• Records for processing:
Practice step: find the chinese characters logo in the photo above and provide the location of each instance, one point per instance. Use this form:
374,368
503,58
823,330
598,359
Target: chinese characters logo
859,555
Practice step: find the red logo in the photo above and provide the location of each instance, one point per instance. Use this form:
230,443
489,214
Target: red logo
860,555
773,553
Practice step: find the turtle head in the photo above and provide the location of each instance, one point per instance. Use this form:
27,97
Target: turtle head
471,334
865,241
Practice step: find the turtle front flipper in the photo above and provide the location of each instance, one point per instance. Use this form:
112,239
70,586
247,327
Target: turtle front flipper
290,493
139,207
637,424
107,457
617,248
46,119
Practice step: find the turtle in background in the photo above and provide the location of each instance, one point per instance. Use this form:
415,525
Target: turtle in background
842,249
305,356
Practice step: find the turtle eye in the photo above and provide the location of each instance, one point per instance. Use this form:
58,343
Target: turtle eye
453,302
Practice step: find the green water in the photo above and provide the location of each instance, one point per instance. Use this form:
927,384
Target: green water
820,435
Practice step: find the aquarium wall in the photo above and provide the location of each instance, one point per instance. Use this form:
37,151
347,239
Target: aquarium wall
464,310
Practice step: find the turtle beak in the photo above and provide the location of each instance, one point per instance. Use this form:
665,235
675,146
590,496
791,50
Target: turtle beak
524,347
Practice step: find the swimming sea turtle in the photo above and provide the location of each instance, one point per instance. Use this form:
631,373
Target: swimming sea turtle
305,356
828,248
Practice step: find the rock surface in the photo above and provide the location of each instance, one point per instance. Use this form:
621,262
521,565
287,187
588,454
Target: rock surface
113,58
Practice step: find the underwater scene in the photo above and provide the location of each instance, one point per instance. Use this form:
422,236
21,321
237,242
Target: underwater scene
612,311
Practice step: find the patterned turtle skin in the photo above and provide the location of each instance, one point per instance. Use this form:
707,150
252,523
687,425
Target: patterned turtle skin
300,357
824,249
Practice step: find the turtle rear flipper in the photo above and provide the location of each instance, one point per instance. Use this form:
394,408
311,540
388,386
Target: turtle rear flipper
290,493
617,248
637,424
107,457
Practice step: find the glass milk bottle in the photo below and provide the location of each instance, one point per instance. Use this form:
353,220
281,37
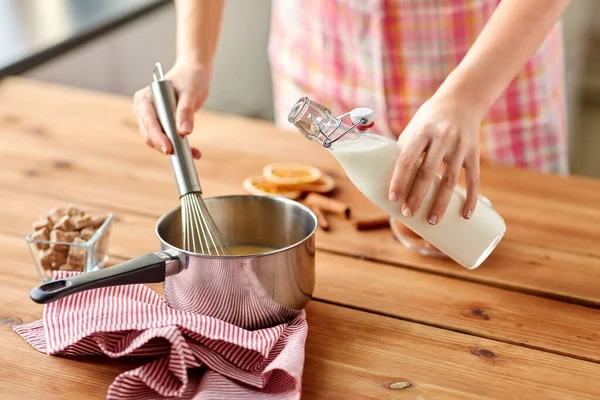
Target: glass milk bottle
369,162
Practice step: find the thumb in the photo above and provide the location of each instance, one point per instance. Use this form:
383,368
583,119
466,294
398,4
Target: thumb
185,114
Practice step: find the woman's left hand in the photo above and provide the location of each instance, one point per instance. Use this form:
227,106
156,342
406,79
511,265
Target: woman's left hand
446,130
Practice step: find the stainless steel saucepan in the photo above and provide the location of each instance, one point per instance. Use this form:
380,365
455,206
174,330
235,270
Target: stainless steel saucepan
251,291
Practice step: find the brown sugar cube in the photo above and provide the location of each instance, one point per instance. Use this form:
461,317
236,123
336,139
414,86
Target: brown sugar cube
73,211
77,255
56,214
57,235
81,221
86,233
46,265
52,259
64,224
43,222
69,267
97,221
42,234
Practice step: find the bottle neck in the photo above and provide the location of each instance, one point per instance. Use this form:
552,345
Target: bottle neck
317,123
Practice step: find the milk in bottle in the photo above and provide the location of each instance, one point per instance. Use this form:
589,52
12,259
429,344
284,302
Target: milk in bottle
369,161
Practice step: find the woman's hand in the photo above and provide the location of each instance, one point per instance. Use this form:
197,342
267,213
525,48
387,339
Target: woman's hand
190,82
446,130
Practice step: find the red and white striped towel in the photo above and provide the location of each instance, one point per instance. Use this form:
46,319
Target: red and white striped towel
197,357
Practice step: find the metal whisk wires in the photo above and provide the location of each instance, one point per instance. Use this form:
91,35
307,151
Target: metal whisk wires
200,233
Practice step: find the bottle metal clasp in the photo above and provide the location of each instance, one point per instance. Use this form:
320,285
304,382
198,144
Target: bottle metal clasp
359,116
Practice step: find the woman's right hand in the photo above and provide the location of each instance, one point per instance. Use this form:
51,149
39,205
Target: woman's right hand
190,82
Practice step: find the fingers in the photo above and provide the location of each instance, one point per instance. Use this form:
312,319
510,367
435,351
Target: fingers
196,153
424,176
472,183
406,166
185,114
148,122
445,188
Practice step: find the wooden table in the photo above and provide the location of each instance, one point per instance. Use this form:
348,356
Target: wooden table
525,325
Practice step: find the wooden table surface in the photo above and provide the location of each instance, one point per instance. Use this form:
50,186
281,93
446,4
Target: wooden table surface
525,325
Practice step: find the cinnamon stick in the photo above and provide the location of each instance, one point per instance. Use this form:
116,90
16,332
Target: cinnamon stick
323,223
372,223
328,204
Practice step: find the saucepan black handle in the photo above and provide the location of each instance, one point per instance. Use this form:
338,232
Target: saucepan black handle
149,268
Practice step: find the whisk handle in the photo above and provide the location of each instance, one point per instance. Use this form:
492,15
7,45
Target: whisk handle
182,161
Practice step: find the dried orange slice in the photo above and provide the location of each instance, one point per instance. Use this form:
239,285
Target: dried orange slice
325,184
260,185
291,173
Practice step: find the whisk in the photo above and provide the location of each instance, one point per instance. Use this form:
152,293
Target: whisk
200,233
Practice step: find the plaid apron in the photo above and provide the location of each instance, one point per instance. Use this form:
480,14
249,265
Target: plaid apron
392,55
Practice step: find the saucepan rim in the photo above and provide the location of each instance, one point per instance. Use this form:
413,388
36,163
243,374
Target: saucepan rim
274,198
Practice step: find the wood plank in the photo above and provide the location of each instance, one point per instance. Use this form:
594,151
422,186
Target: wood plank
453,304
513,265
349,354
543,210
461,306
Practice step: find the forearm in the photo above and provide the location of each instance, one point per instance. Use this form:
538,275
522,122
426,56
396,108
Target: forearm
198,26
510,38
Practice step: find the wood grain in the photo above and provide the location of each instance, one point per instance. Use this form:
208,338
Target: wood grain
374,351
514,265
67,145
543,210
449,303
350,354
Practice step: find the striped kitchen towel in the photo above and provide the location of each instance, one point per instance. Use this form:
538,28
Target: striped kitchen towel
195,356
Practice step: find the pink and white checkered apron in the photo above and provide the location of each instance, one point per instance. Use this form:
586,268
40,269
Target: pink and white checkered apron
392,55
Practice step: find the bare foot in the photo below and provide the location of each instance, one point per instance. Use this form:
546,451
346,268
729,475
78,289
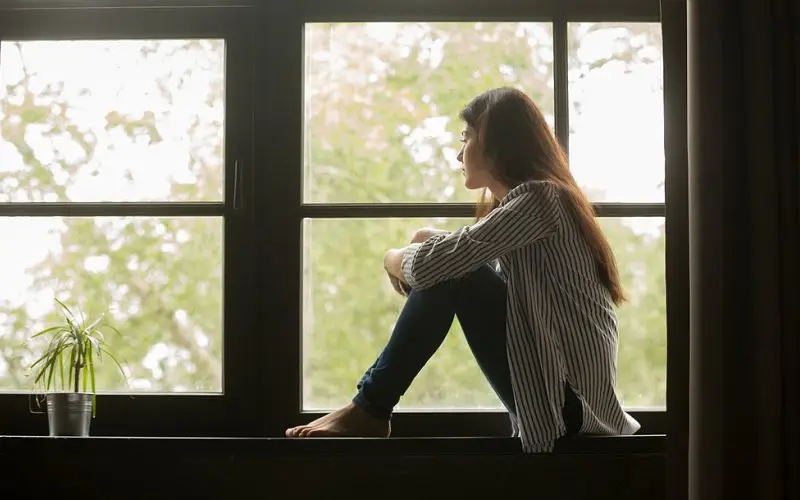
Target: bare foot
349,421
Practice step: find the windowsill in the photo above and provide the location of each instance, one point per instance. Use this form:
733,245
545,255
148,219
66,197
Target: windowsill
592,445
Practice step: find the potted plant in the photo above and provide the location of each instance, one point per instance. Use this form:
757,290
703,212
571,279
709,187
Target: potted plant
66,371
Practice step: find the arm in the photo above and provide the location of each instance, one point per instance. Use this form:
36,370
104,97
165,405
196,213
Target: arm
530,216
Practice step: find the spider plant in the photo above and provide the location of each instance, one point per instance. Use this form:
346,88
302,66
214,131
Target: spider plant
68,361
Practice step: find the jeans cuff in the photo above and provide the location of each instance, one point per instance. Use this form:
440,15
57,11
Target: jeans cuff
361,401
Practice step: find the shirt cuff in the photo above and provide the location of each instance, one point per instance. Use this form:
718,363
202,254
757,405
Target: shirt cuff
409,255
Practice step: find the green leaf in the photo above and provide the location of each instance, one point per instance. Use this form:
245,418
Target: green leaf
46,331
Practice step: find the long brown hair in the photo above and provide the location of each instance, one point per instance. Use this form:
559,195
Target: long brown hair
516,139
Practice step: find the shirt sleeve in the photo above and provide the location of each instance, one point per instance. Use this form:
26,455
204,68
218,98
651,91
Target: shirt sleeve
530,216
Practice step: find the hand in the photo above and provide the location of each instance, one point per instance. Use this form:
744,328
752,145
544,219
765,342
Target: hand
393,262
420,235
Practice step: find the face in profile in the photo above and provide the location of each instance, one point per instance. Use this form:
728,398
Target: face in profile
474,165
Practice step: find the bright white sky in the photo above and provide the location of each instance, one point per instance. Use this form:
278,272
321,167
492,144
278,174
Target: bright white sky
617,145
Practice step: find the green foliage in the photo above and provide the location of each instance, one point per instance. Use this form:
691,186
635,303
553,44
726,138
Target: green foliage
381,126
68,360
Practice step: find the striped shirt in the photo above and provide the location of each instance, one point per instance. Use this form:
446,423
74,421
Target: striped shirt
561,323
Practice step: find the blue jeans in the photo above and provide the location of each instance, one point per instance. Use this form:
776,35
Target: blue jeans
479,301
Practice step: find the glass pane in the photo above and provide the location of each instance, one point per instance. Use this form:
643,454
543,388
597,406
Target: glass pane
159,281
639,245
122,120
349,310
382,103
616,141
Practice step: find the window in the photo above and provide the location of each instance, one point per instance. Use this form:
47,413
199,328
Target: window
117,177
381,137
226,190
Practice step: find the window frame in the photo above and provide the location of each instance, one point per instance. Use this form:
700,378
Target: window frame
137,414
285,256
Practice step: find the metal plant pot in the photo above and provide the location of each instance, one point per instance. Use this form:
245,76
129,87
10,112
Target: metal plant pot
69,413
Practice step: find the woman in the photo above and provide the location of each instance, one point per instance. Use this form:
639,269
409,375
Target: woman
533,282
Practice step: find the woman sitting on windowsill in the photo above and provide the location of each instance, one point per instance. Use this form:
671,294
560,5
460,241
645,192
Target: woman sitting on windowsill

• Description of the task: Show the lines of the entries that include the string "below", copying each in full.

• Answer to the exercise:
Practice step: find the glass milk bottle in the photo below and provide the location of each instance, one point per instance. Use this form:
Practice step: find the bare foot in the photo below and provide the location of each instance, one point per instance. Use this form:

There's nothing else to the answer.